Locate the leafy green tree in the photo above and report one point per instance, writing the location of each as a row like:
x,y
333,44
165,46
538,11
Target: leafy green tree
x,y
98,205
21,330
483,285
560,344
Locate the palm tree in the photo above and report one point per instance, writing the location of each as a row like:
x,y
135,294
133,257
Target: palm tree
★ ★ ★ ★ ★
▸ **Requirement**
Return the data in full, with each line kept exactly as it is.

▸ **Solution to the problem**
Locate the leafy green tree in the photo above and report one point per instance, writing the location of each as a row like:
x,y
333,44
165,46
538,11
Target: leafy green tree
x,y
98,205
21,330
483,285
560,344
Locate the palm tree in the photo above and report one point per instance, writing the location of each as a row like:
x,y
135,294
133,257
Target: palm tree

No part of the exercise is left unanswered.